Source material:

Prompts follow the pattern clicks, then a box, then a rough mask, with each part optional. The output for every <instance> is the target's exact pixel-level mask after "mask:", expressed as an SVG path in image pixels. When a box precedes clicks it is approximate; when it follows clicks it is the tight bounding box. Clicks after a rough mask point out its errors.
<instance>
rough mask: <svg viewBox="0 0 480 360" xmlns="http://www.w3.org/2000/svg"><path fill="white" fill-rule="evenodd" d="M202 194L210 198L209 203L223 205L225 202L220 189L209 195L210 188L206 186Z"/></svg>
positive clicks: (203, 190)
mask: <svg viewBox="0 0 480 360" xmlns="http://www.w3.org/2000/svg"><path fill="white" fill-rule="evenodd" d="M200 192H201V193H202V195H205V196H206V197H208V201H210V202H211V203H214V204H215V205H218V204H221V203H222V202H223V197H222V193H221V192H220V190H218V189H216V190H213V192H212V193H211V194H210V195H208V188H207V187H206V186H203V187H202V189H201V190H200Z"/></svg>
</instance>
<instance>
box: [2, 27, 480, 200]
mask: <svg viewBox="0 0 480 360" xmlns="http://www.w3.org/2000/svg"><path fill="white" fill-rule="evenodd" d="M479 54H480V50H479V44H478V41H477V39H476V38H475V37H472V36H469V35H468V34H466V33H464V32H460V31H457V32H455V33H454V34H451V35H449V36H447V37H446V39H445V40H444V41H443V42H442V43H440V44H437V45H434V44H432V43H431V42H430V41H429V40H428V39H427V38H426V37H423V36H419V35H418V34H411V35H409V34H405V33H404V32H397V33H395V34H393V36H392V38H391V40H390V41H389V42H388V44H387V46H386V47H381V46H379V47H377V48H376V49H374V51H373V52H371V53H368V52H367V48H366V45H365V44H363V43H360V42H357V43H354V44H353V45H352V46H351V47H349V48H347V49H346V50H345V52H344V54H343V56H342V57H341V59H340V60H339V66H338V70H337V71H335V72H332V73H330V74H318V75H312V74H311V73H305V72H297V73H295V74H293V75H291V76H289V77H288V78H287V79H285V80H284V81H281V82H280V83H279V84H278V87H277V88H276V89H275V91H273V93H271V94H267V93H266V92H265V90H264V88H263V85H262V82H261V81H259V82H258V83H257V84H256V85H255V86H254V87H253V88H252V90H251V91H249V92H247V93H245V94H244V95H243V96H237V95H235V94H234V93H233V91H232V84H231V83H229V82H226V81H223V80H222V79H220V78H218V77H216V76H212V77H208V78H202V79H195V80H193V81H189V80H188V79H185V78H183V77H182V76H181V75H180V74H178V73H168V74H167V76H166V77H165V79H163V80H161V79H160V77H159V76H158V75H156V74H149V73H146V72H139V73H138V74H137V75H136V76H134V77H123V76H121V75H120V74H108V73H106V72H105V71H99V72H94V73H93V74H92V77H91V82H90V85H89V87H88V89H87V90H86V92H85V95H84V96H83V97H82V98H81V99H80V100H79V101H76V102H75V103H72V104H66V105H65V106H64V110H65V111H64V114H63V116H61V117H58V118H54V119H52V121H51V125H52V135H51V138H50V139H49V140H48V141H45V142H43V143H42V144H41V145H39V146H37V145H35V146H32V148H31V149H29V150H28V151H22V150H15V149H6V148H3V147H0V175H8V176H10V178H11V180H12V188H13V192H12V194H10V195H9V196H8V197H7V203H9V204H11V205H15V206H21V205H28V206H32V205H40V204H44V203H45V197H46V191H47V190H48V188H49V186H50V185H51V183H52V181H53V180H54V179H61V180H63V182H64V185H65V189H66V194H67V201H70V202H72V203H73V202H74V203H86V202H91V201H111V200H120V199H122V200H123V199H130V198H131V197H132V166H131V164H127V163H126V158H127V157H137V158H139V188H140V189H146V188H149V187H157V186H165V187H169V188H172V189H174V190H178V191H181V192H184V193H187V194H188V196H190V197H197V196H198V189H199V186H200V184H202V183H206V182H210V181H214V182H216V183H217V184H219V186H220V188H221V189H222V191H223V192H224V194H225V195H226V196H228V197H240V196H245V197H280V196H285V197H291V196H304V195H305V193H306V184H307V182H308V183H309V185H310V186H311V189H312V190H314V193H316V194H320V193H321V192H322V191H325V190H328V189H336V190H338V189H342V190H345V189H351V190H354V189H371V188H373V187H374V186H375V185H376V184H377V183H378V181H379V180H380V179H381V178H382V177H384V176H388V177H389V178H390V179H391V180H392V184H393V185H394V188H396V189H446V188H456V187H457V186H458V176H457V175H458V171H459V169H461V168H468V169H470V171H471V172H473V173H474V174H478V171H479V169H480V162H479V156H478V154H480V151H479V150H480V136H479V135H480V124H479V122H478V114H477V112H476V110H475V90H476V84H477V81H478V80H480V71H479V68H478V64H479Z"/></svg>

What to produce: Compute how many lines of the records above hold the string "rough". Give the number with no other output.

Expected output: 2